| DATA EXCERPTS |
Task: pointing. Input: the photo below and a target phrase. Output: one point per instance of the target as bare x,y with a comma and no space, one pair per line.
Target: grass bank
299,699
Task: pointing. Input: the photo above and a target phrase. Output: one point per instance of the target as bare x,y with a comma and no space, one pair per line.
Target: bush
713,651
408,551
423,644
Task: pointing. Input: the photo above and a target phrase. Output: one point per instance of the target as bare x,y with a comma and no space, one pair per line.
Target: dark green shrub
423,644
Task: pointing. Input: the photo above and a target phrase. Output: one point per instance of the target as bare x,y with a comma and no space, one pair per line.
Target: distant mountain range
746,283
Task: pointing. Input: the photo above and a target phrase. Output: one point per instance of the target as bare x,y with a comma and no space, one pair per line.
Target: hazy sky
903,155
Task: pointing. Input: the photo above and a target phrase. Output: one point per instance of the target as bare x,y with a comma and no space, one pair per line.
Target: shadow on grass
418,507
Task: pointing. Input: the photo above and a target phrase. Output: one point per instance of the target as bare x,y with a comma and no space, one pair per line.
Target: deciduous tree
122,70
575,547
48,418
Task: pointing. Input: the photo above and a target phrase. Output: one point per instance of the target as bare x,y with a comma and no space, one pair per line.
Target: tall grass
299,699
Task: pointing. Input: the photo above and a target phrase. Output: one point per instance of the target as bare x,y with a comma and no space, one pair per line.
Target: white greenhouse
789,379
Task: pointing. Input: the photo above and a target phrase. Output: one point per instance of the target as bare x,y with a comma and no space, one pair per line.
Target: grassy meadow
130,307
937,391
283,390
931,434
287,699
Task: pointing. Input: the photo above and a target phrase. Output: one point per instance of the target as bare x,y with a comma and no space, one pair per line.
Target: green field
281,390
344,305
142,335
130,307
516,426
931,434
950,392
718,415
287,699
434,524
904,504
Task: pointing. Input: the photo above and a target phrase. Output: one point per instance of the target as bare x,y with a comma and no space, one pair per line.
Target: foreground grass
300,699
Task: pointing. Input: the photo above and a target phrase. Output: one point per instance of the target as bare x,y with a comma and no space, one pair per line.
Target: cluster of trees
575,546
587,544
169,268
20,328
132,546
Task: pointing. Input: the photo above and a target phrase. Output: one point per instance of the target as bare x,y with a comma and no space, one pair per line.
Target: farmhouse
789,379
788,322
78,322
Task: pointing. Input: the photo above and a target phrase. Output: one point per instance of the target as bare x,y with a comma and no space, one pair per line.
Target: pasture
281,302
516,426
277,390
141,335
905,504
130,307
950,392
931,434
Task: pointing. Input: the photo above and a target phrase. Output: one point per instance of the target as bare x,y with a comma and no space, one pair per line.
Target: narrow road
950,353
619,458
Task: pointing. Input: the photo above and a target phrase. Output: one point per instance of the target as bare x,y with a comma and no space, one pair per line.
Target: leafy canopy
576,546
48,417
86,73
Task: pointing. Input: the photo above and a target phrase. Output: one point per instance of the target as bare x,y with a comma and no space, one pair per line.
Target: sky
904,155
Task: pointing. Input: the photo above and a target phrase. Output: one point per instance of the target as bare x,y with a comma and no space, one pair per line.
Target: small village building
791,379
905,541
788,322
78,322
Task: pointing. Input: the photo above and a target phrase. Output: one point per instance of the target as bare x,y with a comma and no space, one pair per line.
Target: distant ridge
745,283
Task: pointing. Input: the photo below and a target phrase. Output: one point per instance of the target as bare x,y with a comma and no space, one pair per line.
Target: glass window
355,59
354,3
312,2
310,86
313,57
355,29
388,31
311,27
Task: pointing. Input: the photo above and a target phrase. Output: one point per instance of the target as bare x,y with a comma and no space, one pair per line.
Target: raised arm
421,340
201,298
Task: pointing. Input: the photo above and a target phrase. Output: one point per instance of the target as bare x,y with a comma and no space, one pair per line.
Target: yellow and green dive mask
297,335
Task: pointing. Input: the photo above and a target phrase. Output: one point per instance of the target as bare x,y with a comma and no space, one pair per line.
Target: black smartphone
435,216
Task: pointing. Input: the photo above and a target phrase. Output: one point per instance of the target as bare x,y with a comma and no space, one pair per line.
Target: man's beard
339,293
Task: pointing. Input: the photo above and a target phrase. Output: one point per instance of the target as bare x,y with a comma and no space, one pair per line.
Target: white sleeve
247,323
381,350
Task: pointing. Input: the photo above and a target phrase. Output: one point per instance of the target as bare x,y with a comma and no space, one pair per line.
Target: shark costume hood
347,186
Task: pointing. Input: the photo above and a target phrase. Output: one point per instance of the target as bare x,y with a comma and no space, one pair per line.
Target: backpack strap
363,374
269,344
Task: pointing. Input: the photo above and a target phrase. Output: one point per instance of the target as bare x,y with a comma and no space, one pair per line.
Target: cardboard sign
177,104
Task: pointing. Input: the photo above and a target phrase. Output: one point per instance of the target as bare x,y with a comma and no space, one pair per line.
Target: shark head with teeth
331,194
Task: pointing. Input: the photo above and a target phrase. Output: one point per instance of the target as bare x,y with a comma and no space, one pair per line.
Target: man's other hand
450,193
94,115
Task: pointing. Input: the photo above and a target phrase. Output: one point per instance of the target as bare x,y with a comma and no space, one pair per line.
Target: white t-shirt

| STATED EXERCISE |
Gather every line of the material above that contains the string "white", and copy each one out in full. Case counts.

| SOLUTION TO THIS EXERCISE |
Target: white greenhouse
Target: white sleeve
Target: white t-shirt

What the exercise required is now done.